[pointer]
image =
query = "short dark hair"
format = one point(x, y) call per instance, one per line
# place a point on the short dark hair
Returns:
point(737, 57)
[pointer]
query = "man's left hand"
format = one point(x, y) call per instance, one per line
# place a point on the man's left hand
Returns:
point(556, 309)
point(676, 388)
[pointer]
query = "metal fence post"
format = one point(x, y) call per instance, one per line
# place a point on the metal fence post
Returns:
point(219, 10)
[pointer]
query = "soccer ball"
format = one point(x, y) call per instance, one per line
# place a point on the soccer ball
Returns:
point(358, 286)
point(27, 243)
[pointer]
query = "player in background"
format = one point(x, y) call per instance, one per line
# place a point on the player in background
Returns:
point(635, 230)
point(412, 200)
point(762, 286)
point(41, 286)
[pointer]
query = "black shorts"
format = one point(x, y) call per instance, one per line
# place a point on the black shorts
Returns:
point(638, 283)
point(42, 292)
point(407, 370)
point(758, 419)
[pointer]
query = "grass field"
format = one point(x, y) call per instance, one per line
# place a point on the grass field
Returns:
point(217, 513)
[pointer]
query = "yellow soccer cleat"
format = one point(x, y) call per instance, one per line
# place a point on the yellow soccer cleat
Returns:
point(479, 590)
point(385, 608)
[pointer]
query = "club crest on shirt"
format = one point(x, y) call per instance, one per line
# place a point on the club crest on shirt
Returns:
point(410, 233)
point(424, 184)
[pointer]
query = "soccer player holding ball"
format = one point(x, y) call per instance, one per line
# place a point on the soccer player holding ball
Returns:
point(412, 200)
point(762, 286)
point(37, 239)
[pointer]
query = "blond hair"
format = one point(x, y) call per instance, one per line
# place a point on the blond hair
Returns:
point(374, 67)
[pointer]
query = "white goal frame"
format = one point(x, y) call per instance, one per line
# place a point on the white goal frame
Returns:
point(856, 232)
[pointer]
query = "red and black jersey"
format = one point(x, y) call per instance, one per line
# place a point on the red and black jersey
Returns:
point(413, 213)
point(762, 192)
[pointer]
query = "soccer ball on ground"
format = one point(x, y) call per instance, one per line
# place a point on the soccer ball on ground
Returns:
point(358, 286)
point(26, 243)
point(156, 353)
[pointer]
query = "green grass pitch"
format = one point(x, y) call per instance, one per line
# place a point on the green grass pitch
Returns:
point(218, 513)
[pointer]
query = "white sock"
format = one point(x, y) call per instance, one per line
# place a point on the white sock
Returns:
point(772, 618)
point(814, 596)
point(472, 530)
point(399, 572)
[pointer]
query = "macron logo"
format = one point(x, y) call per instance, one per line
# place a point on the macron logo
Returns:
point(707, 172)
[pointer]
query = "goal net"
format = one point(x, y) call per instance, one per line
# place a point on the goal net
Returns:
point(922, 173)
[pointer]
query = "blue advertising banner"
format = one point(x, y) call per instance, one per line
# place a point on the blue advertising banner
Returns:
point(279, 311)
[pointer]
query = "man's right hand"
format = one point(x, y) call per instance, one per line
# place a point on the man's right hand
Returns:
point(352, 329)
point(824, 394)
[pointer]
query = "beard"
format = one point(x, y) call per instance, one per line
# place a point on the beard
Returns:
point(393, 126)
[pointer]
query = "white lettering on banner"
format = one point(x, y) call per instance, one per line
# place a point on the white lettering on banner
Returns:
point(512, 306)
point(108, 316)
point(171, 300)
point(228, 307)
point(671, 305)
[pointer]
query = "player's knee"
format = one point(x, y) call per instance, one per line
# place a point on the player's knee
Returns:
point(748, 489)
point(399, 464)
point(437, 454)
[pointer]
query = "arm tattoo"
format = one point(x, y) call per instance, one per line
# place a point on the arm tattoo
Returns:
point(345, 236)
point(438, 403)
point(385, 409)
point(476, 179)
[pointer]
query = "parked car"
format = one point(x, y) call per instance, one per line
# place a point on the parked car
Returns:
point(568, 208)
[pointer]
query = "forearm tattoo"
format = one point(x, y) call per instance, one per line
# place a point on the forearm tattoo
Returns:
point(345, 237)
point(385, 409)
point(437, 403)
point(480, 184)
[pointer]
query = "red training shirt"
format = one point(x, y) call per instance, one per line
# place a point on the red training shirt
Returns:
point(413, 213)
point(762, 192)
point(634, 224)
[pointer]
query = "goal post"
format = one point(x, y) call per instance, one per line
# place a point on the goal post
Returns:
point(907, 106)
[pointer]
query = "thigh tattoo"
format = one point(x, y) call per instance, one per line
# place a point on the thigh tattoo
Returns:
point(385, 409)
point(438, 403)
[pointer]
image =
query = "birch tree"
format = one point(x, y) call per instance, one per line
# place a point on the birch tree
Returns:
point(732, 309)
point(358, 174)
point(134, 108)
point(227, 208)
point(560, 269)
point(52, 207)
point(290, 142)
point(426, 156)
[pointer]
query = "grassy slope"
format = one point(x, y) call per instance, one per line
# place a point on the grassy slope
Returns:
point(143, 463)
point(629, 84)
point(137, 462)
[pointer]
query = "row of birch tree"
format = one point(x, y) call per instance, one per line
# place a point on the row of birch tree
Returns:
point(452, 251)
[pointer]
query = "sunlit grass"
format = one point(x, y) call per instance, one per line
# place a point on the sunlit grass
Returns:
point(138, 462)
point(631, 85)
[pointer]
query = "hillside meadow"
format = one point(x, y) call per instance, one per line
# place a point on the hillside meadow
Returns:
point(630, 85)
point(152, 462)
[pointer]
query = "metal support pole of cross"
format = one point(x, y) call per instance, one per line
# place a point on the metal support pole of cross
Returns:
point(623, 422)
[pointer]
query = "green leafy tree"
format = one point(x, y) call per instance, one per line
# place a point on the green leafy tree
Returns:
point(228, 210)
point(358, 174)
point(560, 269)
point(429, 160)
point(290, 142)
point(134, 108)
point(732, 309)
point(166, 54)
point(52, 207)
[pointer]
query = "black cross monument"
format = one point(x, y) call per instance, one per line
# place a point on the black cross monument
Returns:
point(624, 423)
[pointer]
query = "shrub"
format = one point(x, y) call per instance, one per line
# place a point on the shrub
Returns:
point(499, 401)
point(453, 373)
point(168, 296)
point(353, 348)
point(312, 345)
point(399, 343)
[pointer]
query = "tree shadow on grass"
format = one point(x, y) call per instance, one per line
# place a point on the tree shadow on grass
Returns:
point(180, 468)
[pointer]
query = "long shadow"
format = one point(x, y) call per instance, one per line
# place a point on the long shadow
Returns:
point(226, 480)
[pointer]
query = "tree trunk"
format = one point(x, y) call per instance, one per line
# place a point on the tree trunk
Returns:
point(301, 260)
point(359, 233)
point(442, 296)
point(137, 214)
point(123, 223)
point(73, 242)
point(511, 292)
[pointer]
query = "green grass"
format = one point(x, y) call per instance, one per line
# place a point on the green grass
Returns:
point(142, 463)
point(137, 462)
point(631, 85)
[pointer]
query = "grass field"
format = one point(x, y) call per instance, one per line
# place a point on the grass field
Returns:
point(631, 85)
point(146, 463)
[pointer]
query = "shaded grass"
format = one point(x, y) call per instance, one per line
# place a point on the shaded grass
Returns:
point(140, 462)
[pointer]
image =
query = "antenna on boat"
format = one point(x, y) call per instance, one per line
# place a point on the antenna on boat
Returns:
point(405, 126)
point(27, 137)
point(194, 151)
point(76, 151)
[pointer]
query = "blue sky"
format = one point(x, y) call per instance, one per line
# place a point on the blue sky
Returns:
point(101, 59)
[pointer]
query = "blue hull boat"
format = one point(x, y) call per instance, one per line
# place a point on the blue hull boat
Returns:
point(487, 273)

■ ■ ■ ■ ■ ■ ■

_Given task_
The listing above should be transcribed in full, exactly as written.

_Answer below_
[pointer]
image =
query = "short dark hair"
format = one point(x, y) call per instance, one per line
# place a point on the short dark hair
Returns:
point(737, 57)
[pointer]
query = "man's left hand"
format = one point(x, y) call per instance, one per line
# place a point on the man's left hand
Returns:
point(556, 309)
point(676, 388)
[pointer]
query = "metal fence post"
format = one point(x, y) call per instance, one per line
# place a point on the metal fence post
Returns:
point(219, 10)
[pointer]
query = "soccer ball"
format = one point(x, y) call per instance, one per line
# place a point on the soccer ball
Returns:
point(358, 286)
point(27, 243)
[pointer]
query = "player in background"
format = one point(x, y) call per instance, one per line
# place a point on the player in background
Returns:
point(635, 230)
point(412, 200)
point(762, 286)
point(41, 286)
[pointer]
query = "black shorts"
format = one point(x, y) call per instance, one per line
# place a point on the black shorts
Returns:
point(638, 283)
point(42, 292)
point(407, 370)
point(758, 419)
[pointer]
query = "grass field"
format = one point(x, y) call per instance, one per line
# place a point on the grass field
Returns:
point(217, 513)
[pointer]
query = "yellow soccer cleat"
format = one point(x, y) call per instance, one per line
# place a point on the yellow soccer cleat
Returns:
point(479, 590)
point(385, 608)
[pointer]
query = "club crest on shirt"
format = one point(x, y) call per instance, one per line
# place a point on the club crest on shirt
Returns:
point(410, 233)
point(424, 184)
[pointer]
query = "soccer player holding ball"
format = one point(x, y) call per instance, one per line
# place a point on the soccer player holding ball
Returns:
point(412, 200)
point(762, 286)
point(37, 239)
[pointer]
query = "blond hair"
format = one point(x, y) call per instance, one per line
# place a point on the blond hair
Returns:
point(374, 67)
[pointer]
query = "white goal frame"
format = one point(x, y) call per instance, one per line
# place a point on the white goal frame
Returns:
point(856, 232)
[pointer]
query = "red and black jersey"
format = one point(x, y) call per instance, one per line
# place a point on the red and black jersey
Returns:
point(413, 213)
point(762, 192)
[pointer]
query = "soccer ball on ground"
format = one point(x, y) call per instance, one per line
# place a point on the soccer ball on ground
Returns:
point(358, 286)
point(26, 243)
point(156, 353)
[pointer]
query = "green grass pitch"
format = one point(x, y) call per instance, one per line
# place a point on the green grass pitch
Returns:
point(218, 513)
[pointer]
query = "white sock"
format = one point(x, y) call per instance, one per line
# place a point on the white sock
Returns:
point(772, 618)
point(814, 596)
point(472, 530)
point(399, 572)
[pointer]
query = "macron logo"
format = one point(x, y) call per instance, one per line
# place a point on the macron logo
Returns:
point(707, 172)
[pointer]
query = "goal net"
format = one point(x, y) call per instance, one per line
# place a point on the goal net
Returns:
point(922, 173)
[pointer]
query = "blue advertising banner"
format = one point(x, y) call per instance, one per line
# place a point on the blue advertising banner
Returns:
point(279, 311)
[pointer]
query = "man's right hand"
format = one point(x, y) call per instance, one per line
# place a point on the man's right hand
Returns:
point(352, 329)
point(824, 394)
[pointer]
query = "beard"
format = one point(x, y) call per instance, one per line
# place a point on the beard
Returns:
point(393, 126)
[pointer]
query = "white lettering on banner"
format = one point(x, y) call per instance, one per line
# place a point on the white lettering on banner
Returns:
point(512, 306)
point(108, 316)
point(171, 300)
point(228, 307)
point(671, 305)
[pointer]
query = "player's knee"
format = one point(x, y) call per instance, one per line
# place a point on the player's knee
Returns:
point(748, 489)
point(399, 464)
point(437, 454)
[pointer]
query = "arm tattoo"
format = one point(x, y) call per instance, one per line
# place a point on the arm tattoo
Returns:
point(345, 236)
point(438, 403)
point(385, 409)
point(476, 179)
[pointer]
query = "parked car"
format = one point(x, y) call per instance, one per line
# place a point on the parked car
Returns:
point(568, 208)
[pointer]
query = "forearm tattoo"
format = one point(x, y) call per instance, one per line
# place a point on the forearm tattoo
Returns:
point(345, 237)
point(385, 409)
point(437, 403)
point(480, 184)
[pointer]
query = "red training shirt"
format = one point(x, y) call per instance, one per line
# place a point on the red training shirt
Returns:
point(413, 213)
point(762, 192)
point(634, 224)
[pointer]
query = "goal post"
format = one point(x, y) call per instance, one per line
# place a point on the goal post
Returns:
point(907, 106)
[pointer]
query = "thigh tattoo"
format = one point(x, y) call per instance, one per line
# place a point on the thigh tattoo
Returns:
point(385, 409)
point(438, 403)
[pointer]
image =
query = "birch tree"
format = one point(x, y) call per instance, one per line
# place a point on the birch tree
Returns:
point(732, 309)
point(358, 174)
point(134, 108)
point(227, 208)
point(560, 269)
point(52, 207)
point(290, 142)
point(426, 156)
[pointer]
query = "grassy slope"
format = one point(x, y) call per instance, one per line
# place a point on the grassy slope
Returns:
point(143, 463)
point(629, 84)
point(137, 462)
[pointer]
query = "row of birch tree"
format = one point(x, y) call per instance, one per line
# place a point on the row of birch tree
Returns:
point(452, 251)
[pointer]
query = "sunlit grass"
format = one point(x, y) call per instance, one per line
# place a point on the sunlit grass
Returns:
point(138, 462)
point(631, 85)
[pointer]
query = "hillside meadow"
format = one point(x, y) call per instance, one per line
# place a point on the hillside meadow
Returns:
point(630, 85)
point(152, 462)
[pointer]
query = "metal support pole of cross"
format = one point(x, y) call per instance, one per line
# place a point on the metal support pole of cross
Returns:
point(623, 422)
[pointer]
query = "green leafy tree"
format = one point(x, y) call per instance, one per line
# place a point on the green leafy tree
Returns:
point(228, 210)
point(358, 174)
point(560, 269)
point(429, 160)
point(290, 142)
point(134, 108)
point(732, 309)
point(166, 54)
point(52, 207)
[pointer]
query = "black cross monument"
format = one point(x, y) call per instance, one per line
# place a point on the black cross monument
Returns:
point(624, 423)
[pointer]
query = "shrub"
format = one point(x, y) call per instance, one per line
# place a point on the shrub
Returns:
point(499, 401)
point(453, 373)
point(168, 296)
point(353, 348)
point(312, 345)
point(399, 343)
[pointer]
query = "tree shadow on grass"
format = one point(x, y) call per instance, one per line
# place a point on the tree shadow on grass
Returns:
point(180, 468)
[pointer]
query = "long shadow"
format = one point(x, y) call per instance, one per line
# place a point on the long shadow
Returns:
point(226, 480)
[pointer]
query = "tree trunk"
format = one point(x, y) call per instance, one per line
# place a point on the tree trunk
Returns:
point(301, 260)
point(359, 233)
point(442, 296)
point(137, 214)
point(123, 223)
point(73, 242)
point(511, 292)
[pointer]
query = "green grass"
format = one point(x, y) call per instance, one per line
# place a point on the green grass
Returns:
point(142, 463)
point(137, 462)
point(631, 85)
[pointer]
query = "grass field"
format = one point(x, y) call per instance, one per line
# place a point on the grass field
Returns:
point(631, 85)
point(146, 463)
[pointer]
query = "shaded grass"
format = one point(x, y) call per instance, one per line
# place a point on the shaded grass
Returns:
point(140, 462)
[pointer]
image =
query = "antenna on boat"
format = one point(x, y) call per instance, one per line
# place a point on the antenna on boat
Returns:
point(405, 126)
point(27, 137)
point(194, 151)
point(76, 151)
[pointer]
query = "blue sky"
format = one point(x, y) call per instance, one per line
# place a point on the blue sky
Returns:
point(101, 59)
[pointer]
query = "blue hull boat"
format = one point(x, y) call per instance, one per line
# place a point on the blue hull boat
Returns:
point(487, 273)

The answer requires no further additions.